**Challenge:** Identify every line in the two blocks below that contains the string "marker", treating uppercase and lowercase letters as distinct, and copy each such line in full.

########

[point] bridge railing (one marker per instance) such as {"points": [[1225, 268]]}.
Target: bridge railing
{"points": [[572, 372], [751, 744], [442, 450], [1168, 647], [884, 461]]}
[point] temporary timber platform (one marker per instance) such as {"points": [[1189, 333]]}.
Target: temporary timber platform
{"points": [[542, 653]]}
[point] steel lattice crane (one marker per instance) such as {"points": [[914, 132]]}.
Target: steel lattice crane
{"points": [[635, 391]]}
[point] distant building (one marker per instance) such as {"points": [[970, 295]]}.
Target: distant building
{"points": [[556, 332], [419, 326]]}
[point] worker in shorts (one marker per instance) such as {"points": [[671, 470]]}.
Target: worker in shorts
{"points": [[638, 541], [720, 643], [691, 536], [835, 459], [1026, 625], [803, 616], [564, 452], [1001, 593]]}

########

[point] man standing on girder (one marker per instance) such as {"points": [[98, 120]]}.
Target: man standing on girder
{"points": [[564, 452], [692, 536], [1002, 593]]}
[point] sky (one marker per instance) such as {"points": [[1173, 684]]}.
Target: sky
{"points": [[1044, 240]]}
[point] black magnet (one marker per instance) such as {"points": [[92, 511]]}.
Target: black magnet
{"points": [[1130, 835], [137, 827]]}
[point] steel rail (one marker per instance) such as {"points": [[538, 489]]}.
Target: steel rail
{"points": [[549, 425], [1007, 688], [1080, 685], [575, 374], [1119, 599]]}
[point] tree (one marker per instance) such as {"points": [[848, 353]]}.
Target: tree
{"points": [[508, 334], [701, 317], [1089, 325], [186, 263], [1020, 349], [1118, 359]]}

########

**Result below:**
[point] bridge railing (one marker per instance) such as {"points": [[1225, 268]]}.
[point] temporary timber platform (one marker per instance) such as {"points": [[1189, 333]]}.
[point] steel lattice crane (one marker per instance) such as {"points": [[914, 132]]}.
[point] distant building (one marker per instance) such as {"points": [[970, 295]]}.
[point] worker in shorts (one marker per instance) such as {"points": [[671, 470]]}.
[point] man standing on girder (one marker per instance) such as {"points": [[98, 120]]}.
[point] sky (one marker per instance) such as {"points": [[1173, 684]]}.
[point] black magnet (one marker per instance) such as {"points": [[92, 511]]}.
[point] steel rail (one marker per instance) such as {"points": [[538, 489]]}.
[point] tree (one marker per instance) such as {"points": [[848, 353]]}.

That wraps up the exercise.